# WORK INSTRUCTIONS:
- 1) In the paper mache comments, what could cut two layers of Titebond II glue and newspaper strips?
- 2) Continue the paper mache comment thread, starting after its last sentence.
DOCUMENT TEXT: Begin
    Since I have just started my project I was needing some advice as to how many layers I should apply to keep my structure strong. I have sed a plastic mannequin (1/2 torso only) so when done, will hang on a wall for display
    I was going to apply some paint and possibly some other materials – copper weaving to parts of it) I also want to remove (cut away a big hole in the center )a piece from the middle inside of the torso to incorporate the copper weaving.
    Therefore, how many layers should i use (with pva glue/water paste) and what would you cut it with. I was thinking of perhaps a dremel or an electric knife?
    Your thoughts and inputs would be wonderful.
    Thanks in advance,

    • Hi Cathy. I don’t use glue and strips of paper very often, so I’m not sure how thickly the paper mache should be applied. However, I recently experimented with Titebond II glue and newspaper strips, and I was pretty impressed with how strong just a few layers can be. I was able to cut two layers with regular scissors, but you would need a Dremel tool or really sharp shears to cut four layers or more. For something that large, though, and if it’s going to support some mixed media additions, you might want to consider using plaster cloth as a base, just two or three layers, and add a few layers of your strips and paste on top of it to make it smooth. The fibers in the plaster cloth make it quite strong, and it hardens in just a few minutes. It should hold up well to the copper and other items you intend to use. Be sure to use a release of some kind so whatever you use isn’t permanently struck to the torso.
      Have fun with it!

  3. Hello, Jonni – I plan a large “paper mache” sculpture, and wonder if there is a better/stronger alternative to flour paste. I’m wondering about a dilute PVA glue, and if that might work. Do you have any tips or links on this subject?
    Thanks, Carlo

    • Hi Carlo. The strongest recipe on this site is the paper mache clay recipe. A thin layer dries very hard. For a paste that you use with paper strips, I’ve tried the diluted PVA glue and it doesn’t seem to be any stronger than flour and water paste. Wood glue might be stronger, but I haven’t tested it.

  4. Hi Jonni! It’s been a while since I’ve discovered you and I’m glad I did! I am just beginning making masks and I have a lot to learn. I just wanted to say that I love your work, your warmth and your clearness in explaining your techniques.
DOCUMENT TEXT: End
PROVIDED INFORMATION: Begin
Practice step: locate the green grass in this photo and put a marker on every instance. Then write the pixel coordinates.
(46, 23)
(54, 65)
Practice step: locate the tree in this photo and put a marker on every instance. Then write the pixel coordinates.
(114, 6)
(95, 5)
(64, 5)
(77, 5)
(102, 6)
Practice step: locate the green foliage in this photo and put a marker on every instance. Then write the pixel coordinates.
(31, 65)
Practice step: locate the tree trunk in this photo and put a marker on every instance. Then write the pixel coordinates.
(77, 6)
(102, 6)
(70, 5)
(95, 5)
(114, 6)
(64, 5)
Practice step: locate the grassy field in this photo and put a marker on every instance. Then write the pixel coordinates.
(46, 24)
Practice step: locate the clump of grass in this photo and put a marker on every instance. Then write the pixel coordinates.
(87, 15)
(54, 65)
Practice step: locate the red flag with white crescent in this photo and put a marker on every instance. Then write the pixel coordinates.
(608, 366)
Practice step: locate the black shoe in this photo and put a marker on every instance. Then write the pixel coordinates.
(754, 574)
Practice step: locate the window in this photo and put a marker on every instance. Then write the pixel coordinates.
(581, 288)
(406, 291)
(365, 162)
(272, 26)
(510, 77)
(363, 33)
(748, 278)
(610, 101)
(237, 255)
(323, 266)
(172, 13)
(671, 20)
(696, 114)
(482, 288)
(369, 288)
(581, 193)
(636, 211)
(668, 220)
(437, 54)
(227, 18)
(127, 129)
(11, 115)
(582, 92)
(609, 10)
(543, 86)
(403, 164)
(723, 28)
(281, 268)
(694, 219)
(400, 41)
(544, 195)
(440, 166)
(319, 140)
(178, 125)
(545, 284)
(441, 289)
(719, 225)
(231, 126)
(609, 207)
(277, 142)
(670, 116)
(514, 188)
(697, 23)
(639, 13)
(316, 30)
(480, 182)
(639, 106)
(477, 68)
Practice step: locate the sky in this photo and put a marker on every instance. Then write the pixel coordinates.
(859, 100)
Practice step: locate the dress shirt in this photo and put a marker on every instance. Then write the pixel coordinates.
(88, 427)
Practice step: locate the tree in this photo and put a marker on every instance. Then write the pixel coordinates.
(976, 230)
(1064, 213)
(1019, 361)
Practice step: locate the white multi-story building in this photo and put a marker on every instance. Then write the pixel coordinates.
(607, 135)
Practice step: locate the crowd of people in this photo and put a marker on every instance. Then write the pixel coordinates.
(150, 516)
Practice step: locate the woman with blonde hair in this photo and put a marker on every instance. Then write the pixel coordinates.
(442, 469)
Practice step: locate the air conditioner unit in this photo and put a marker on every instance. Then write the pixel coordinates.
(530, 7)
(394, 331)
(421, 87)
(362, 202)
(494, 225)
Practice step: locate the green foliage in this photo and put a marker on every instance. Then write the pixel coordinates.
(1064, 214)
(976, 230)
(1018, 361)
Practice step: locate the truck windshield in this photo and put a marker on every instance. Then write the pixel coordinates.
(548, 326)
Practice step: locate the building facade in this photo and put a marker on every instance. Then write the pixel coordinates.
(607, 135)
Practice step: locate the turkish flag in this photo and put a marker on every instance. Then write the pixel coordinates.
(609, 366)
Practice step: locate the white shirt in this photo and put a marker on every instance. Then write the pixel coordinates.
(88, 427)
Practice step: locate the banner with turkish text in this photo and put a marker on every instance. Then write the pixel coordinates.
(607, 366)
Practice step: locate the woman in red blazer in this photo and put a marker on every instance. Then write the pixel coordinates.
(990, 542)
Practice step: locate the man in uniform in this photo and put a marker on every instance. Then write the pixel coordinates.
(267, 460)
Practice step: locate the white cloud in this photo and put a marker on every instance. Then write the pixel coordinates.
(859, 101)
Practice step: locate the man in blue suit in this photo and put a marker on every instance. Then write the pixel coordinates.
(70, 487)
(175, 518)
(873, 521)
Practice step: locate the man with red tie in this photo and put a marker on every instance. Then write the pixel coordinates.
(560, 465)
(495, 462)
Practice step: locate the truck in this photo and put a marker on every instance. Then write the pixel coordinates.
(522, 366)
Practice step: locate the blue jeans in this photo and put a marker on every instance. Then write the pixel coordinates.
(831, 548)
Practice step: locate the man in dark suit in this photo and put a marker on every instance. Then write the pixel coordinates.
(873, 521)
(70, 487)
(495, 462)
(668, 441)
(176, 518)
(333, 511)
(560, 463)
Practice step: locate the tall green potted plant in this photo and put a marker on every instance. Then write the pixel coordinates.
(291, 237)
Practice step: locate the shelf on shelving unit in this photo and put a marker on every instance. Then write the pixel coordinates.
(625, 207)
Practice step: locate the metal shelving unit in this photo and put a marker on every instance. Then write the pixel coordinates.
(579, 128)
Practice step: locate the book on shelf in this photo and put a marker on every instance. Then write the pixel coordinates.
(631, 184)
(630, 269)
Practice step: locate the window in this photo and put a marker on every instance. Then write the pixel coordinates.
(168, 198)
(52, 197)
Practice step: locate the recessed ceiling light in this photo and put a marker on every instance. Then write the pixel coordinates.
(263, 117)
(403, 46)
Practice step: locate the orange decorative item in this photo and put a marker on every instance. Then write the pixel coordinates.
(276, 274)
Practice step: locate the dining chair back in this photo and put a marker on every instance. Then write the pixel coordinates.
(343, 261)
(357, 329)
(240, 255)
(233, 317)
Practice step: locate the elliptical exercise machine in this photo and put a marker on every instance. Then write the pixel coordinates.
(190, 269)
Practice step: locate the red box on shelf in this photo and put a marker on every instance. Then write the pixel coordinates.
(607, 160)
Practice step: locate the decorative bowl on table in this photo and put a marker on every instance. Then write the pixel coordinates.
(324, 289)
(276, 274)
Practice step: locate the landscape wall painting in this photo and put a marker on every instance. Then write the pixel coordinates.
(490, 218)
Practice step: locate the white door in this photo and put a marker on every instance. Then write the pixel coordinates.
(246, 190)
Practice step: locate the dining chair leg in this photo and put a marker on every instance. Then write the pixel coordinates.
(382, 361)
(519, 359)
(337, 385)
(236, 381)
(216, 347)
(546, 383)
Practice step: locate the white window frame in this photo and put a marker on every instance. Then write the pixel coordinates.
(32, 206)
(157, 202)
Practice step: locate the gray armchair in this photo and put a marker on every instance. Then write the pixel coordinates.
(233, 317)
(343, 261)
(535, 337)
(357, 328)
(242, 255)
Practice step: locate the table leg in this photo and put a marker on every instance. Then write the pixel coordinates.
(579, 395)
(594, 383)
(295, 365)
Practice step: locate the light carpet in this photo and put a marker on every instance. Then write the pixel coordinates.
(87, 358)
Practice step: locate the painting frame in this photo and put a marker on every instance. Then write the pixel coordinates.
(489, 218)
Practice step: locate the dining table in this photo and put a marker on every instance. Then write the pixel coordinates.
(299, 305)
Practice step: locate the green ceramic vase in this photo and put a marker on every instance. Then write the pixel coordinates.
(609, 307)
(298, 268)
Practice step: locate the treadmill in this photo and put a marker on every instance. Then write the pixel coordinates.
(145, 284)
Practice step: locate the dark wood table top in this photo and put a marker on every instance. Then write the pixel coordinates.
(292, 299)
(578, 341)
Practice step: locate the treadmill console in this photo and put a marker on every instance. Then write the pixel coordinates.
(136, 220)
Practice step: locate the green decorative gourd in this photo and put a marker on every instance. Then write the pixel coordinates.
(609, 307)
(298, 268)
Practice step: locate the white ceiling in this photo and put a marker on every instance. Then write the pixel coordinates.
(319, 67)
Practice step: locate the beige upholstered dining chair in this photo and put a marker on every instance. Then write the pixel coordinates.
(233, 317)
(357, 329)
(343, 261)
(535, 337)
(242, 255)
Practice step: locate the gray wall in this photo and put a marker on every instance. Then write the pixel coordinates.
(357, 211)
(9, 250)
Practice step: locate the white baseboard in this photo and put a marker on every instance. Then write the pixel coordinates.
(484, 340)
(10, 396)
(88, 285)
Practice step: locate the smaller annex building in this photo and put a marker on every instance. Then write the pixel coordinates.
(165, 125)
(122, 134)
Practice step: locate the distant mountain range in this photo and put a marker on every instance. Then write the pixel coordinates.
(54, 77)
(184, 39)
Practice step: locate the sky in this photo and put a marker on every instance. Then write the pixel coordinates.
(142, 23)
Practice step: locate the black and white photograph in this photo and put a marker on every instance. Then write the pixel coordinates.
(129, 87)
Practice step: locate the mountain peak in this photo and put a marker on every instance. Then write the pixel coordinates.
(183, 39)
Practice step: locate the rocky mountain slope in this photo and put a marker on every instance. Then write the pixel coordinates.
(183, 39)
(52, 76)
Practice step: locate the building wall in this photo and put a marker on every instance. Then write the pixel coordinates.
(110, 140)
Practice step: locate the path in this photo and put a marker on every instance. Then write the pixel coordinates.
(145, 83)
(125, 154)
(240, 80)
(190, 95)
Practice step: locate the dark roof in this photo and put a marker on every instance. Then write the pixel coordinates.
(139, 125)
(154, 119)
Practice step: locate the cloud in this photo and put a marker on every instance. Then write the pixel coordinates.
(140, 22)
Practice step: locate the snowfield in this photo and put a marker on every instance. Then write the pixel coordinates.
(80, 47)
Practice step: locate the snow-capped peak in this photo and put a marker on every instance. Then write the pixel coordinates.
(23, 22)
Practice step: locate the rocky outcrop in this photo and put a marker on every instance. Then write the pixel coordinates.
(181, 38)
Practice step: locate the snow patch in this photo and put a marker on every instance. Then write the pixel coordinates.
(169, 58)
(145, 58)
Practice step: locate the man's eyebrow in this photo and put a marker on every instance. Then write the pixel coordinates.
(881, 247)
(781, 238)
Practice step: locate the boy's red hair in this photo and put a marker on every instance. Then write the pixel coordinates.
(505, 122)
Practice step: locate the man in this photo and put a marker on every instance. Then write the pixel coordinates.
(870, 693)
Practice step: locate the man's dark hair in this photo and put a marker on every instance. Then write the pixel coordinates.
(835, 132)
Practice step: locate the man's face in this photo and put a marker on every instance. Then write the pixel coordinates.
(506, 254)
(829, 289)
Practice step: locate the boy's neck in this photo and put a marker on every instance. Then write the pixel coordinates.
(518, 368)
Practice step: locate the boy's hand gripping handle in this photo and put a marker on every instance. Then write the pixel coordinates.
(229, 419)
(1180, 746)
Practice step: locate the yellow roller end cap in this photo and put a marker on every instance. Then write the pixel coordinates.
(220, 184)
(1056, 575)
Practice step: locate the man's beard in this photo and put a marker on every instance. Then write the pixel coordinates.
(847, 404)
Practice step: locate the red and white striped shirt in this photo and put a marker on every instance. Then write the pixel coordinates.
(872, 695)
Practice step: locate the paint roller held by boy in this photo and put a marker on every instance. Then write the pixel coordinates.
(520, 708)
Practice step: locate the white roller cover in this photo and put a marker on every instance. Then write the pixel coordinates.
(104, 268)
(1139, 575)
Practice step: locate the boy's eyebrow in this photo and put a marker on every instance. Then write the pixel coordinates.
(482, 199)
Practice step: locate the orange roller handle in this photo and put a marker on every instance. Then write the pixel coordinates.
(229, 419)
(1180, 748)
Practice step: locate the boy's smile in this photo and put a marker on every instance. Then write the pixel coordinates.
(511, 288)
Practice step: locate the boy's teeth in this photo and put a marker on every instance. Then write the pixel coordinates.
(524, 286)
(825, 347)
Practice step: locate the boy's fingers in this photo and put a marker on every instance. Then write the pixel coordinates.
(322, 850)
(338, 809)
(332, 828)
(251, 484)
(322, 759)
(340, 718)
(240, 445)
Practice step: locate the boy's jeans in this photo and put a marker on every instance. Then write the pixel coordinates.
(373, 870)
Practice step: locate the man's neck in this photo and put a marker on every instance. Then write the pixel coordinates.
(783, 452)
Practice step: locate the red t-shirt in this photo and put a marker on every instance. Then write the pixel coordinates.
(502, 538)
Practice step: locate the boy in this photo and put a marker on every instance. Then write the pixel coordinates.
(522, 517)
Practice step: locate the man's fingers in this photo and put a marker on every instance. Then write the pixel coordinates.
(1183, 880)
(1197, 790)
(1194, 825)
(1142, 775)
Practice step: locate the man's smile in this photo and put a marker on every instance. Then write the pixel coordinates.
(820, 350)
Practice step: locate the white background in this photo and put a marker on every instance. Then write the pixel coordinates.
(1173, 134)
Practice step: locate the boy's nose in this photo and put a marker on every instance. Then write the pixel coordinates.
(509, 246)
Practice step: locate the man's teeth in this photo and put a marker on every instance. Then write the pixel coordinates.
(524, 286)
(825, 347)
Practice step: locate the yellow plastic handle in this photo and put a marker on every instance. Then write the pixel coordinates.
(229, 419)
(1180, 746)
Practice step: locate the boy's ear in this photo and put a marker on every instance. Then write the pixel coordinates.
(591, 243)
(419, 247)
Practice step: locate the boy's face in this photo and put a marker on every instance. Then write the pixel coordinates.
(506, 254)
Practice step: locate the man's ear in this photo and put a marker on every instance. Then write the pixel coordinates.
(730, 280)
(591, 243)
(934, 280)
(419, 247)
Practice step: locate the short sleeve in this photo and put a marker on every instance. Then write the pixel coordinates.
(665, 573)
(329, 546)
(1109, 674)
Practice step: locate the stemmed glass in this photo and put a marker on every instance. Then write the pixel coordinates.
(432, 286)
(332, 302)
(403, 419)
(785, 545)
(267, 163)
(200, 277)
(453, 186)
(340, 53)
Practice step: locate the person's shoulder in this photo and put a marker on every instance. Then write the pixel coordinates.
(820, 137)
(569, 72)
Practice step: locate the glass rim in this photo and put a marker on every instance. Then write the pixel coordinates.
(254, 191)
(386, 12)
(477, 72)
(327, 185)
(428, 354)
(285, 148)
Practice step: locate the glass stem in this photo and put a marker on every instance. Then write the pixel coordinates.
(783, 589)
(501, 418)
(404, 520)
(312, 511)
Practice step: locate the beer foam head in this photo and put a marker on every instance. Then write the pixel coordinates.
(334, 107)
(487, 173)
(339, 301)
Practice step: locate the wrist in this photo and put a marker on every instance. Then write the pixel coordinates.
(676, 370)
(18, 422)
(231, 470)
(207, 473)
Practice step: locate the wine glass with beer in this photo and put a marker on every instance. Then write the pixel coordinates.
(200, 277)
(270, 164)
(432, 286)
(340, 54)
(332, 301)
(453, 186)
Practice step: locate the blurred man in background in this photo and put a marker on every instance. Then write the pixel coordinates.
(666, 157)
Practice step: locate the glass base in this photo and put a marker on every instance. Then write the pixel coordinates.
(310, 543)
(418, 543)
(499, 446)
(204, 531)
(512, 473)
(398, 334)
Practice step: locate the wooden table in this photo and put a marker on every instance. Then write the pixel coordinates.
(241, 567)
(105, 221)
PROVIDED INFORMATION: End
# WRITTEN RESPONSES:
- 1) Regular scissors.

- 2)
    I was watching one of your videos and I realized that I was going to close YouTube once the video was done and start doing what you thought me! But that is wrong! I have seen that the video had 1.1 k views and just 99 likes! That is rude. It’s like reciveing a gift and not say thank you! So I will not do that again! I hit like and for the first time made a comment on a website I follow.
    Thank you for teaching!
    P.S. You remind me of my art teacher witch I loved and admired! ??

  5. Jonni I love the cow mask. I also love the way you teach. That’s the way I learn. I bought your book “Make animal sculptures with paper mache clay and had fun with the chicken, am working on the fish now. I want to get that cow mask pattern when it comes out is just so cute. Thank you for your videos, books blogs and website. I really enjoy them.

  6. Thank you Jonni for your tips on smooth paper mache. I always, always get lumps and bumps which is annoying, so going to try your hot water and flour and be a bit more patient and press down to get rid of the air bubbles etc. Thanks again.

  7. Jonni, your website is amazing. You are a natural teacher, and your collection of videos and recipes is a real resource. Thank you!

  8. Dear Jonni, I have not been able to work on my projects because life keeps getting in the way, but I wanted to tell you that I really enjoy your posts and sincerely appreciate your generosity in sharing your knowledge. I have learned so much from you! I have one of your books and hope to be able to make a replica of my little Chihuahua dog soon. Thanks again!

  9. Jonni, YOU ROCK!!! LOVE, LOVE, LOVE that you share all the most wonderful Paper Mache tips with us peeps out in the world. Sending you much gratitude for spreading all your expertise!